Supplied passage:
•••••
It was by no means a party performance by the low-key Magpies, but the result was sufficient to disperse, for the time being at least, the relegation clouds that have been gathering over Tyneside. There was icing on the cake too - Alan Shearer's happy return.

Shearer's second coming at St James' was not as a pounds 15m trophy prised from the clutches of Manchester United but as a substitute saviour. He was summoned from the bench in the 73rd minute, as Nathan Blake celebrated the equaliser that was the very least Bolton deserved for their commendable efforts. He cut it fine, with 30 seconds of stoppage time already on the watch, but Shearer pierced through the gathering gloom with the towering header that paved the way for Temuri Ketsbaia's winning shot.

The pointedly aggressive manner in which the Georgian kicked the advertising boards and flung his shirt into the Gallowgate End suggested all might not be well between Dalglish and the other substitute he introduced in the closing stages.

More importantly for Newcastle, and for England, all was well with the talismanic Shearer. He might not have hit the goalscoring target, as he did when he returned after a knee ligament operation as a Blackburn substitute at St James' in August 1993, but showed sufficient glimpses of his particularly striking talent to brighten significantly the new year prospects of the latterly downcast Dalglish and of Glenn Hoddle too.

Dalglish, at least, was not left to blame "those with pens and paper", as he did in his fit of midweek madness. It was neither the men from the Independent on Sunday nor from the Siam Sport Daily who shot hopelessly wide 10 minutes into the second half yesterday. It was Jon Dahl Tomasson. The trouble for Dalglish, and one that he has been reluctant to acknowledge, is that the most damning words have in fact been penned by mutinous members of the Toon Army. Confirmation of that was written large in black and white in the Evening Chronicle on Thursday night - a double-page spread of readers' letters featuring such headlines as "United an embarrassment", "Dalglish is a disaster" and "Excuses not good enough".
•••••
Dataset content:
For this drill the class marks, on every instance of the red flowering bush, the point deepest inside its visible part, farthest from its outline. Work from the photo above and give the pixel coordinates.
•••••
Task 1: List every person named in the match report.
Task 2: Rewrite the match report from "It was by no" up to and including "Shearer's happy return.", replacing "relegation clouds" with "storm clouds".
Task 3:
Answer these questions from the match report:
(a) In which minute was Shearer brought on from the bench?
(b) Who shot wide 10 minutes into the second half?
(c) Which newspaper printed the readers' letters on Thursday night?
Use only the match report to respond, not the data.

Exercise result 1: Alan Shearer, Nathan Blake, Temuri Ketsbaia, Dalglish, Glenn Hoddle, Jon Dahl Tomasson

Exercise result 2:
It was by no means a party performance by the low-key Magpies, but the result was sufficient to disperse, for the time being at least, the storm clouds that have been gathering over Tyneside. There was icing on the cake too - Alan Shearer's happy return.

Exercise result 3:
(a) The 73rd minute
(b) Jon Dahl Tomasson
(c) The Evening Chronicle